Echo the forum thread about Spotify and opera word for word, starting at "I have tried" and ending at "Spotify (or Tidal)".

## begin Document text

You can also go to the Radio section. On the first page it offers you stations based on what you've been listening to. I get offered stations for Wolfgang Windgassen, Astrid Varnay, Hans Hotter, and John Adams (among others).

You can also search for their playlists to make radio stations from. Though searching "Opera" brings up options such as the band Operators (who I love, but that's besides the point) and and a radio station Opera 100: Spotify Picks. It shows the first few tracks it will play. Starts out with Callas singing Vissi d'arte, then moves on to a movement of a Schumann symphony, a movement of a Schubert quartet, and a part of Faure's requiem. Hmm. Again, I don't use their radio.

I have no idea how their radio compares to that from other services. But if you want to hear a specific opera, or a specific singer, or are willing to take the time to make/look for playlists, it can be great!


----------



## Scopitone (Nov 22, 2015)

Spotify Premium may or may not have as good sound as Tidal, but on the whole I prefer it. On Spotify:

I feel like the selection is best.
The searching is easiest.
The playlist function is simplest. 

I have tried them all, and for classical (especially Opera), I prefer Spotify.


----------



## DarkAngel (Aug 11, 2010)

^^^^ You can (and should) create your own personal library inside of Spotify (or Tidal) 

When you access an ablum to listen to you can save it as a favorite (top of page under album title), then whenever you go to "your music" section of left menu column if you click on album or artist all your favorites are saved there and appear on main screen......cool


----------

## end Document text
## begin Dataset extract

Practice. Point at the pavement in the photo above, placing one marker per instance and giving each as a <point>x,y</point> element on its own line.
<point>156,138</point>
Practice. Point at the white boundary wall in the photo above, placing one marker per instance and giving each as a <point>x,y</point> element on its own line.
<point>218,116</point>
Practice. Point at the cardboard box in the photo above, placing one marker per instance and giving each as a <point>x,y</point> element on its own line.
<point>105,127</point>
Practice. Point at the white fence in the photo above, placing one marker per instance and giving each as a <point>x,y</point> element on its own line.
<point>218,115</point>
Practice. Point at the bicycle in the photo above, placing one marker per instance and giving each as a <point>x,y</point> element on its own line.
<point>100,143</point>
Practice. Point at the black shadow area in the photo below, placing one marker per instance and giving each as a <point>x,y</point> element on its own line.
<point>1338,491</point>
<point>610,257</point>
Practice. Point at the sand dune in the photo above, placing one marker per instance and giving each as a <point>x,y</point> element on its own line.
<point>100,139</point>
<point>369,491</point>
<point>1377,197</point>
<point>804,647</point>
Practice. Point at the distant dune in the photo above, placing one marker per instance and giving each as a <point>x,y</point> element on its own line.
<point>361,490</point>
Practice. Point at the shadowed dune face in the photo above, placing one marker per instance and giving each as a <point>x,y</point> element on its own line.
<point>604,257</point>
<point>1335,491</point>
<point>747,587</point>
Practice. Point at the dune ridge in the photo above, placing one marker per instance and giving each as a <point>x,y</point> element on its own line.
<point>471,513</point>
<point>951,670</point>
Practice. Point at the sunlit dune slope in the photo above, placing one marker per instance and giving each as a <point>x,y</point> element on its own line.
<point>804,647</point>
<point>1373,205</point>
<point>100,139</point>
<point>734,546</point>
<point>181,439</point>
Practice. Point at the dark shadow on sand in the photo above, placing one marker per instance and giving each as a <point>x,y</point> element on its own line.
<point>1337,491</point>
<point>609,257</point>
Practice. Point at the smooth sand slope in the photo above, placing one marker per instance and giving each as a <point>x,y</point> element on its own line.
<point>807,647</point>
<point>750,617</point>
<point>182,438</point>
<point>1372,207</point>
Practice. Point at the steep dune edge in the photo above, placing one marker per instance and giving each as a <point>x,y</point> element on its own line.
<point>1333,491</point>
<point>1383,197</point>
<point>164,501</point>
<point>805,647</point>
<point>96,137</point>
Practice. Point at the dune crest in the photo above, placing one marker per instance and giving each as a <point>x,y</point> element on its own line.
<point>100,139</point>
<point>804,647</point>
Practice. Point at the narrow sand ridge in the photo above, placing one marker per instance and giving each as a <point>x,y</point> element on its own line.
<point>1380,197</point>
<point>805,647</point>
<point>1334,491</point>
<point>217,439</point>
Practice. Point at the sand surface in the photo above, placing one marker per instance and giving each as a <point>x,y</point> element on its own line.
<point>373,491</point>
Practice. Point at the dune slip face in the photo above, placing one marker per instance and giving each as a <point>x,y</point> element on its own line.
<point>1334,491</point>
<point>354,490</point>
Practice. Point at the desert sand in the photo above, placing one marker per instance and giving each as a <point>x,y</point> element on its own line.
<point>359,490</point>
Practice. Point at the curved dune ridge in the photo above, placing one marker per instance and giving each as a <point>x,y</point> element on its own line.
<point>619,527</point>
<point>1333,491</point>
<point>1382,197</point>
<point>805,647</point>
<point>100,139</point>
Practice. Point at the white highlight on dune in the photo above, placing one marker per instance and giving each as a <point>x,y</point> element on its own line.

## end Dataset extract
## begin Dataset extract

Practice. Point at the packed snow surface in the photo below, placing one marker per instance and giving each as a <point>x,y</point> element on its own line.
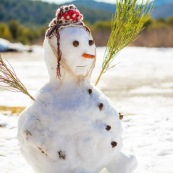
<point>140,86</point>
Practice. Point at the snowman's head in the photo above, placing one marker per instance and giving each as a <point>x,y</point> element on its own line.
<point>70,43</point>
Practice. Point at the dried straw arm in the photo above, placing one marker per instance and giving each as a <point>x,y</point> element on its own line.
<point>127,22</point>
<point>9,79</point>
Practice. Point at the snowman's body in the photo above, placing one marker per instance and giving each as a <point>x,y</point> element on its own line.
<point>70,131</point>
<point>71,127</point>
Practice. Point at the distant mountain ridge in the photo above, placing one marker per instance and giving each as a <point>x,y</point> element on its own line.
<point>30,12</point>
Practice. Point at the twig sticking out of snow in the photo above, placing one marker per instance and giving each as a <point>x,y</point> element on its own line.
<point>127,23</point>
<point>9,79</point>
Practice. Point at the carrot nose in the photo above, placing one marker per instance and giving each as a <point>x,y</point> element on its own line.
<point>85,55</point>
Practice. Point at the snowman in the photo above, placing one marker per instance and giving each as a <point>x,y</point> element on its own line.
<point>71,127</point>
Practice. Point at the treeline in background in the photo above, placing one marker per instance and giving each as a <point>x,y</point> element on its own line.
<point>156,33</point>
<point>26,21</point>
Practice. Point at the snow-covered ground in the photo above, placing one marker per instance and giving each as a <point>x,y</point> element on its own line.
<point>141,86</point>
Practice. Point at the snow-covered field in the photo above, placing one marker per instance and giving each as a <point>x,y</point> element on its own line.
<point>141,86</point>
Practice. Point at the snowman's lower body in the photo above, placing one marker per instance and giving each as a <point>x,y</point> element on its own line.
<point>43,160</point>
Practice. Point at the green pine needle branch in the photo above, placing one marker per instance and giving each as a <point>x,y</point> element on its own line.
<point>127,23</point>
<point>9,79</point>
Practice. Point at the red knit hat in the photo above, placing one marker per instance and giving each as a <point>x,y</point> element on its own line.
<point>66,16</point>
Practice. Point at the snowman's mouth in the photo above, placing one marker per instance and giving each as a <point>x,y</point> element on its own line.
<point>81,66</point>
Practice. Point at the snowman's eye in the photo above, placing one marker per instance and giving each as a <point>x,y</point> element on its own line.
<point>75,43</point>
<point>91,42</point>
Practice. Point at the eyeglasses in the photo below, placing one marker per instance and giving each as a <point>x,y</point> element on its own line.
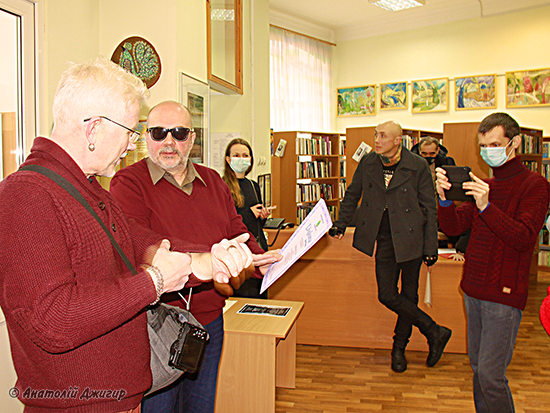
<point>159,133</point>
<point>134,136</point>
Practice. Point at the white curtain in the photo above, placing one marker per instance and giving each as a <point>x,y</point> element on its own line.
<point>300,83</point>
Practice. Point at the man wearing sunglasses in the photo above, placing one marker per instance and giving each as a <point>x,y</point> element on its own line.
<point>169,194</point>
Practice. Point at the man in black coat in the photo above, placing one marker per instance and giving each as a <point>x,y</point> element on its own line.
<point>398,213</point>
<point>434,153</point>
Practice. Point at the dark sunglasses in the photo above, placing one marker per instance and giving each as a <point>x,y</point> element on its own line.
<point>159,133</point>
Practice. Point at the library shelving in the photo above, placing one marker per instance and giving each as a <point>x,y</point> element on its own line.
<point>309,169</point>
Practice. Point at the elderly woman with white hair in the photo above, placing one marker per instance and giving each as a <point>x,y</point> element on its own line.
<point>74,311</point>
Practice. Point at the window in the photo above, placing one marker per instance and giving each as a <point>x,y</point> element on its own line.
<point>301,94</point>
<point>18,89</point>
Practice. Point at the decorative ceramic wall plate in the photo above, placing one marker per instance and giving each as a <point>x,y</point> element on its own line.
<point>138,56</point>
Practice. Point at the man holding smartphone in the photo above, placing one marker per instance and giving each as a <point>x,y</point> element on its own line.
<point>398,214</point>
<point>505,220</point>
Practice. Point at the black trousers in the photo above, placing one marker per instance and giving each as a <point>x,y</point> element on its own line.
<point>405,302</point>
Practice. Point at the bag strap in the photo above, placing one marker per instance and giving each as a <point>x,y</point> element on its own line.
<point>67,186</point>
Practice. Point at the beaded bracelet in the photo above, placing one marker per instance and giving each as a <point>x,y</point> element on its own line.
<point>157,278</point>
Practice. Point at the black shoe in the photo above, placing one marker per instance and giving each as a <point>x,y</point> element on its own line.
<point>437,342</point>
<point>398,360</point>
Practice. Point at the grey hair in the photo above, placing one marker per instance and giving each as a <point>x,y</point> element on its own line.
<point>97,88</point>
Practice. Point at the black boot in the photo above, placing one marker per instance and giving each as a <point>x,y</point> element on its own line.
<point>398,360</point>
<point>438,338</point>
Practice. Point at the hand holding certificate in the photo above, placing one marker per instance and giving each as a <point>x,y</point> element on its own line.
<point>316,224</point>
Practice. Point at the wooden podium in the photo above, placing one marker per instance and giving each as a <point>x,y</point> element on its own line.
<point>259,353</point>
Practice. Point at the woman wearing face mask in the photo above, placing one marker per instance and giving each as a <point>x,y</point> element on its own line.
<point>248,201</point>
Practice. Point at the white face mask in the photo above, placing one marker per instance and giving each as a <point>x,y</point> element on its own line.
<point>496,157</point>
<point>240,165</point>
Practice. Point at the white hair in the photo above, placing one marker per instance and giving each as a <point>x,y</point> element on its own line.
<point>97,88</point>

## end Dataset extract

- The response -
I have tried them all, and for classical (especially Opera), I prefer Spotify.


----------



## DarkAngel (Aug 11, 2010)

^^^^ You can (and should) create your own personal library inside of Spotify (or Tidal)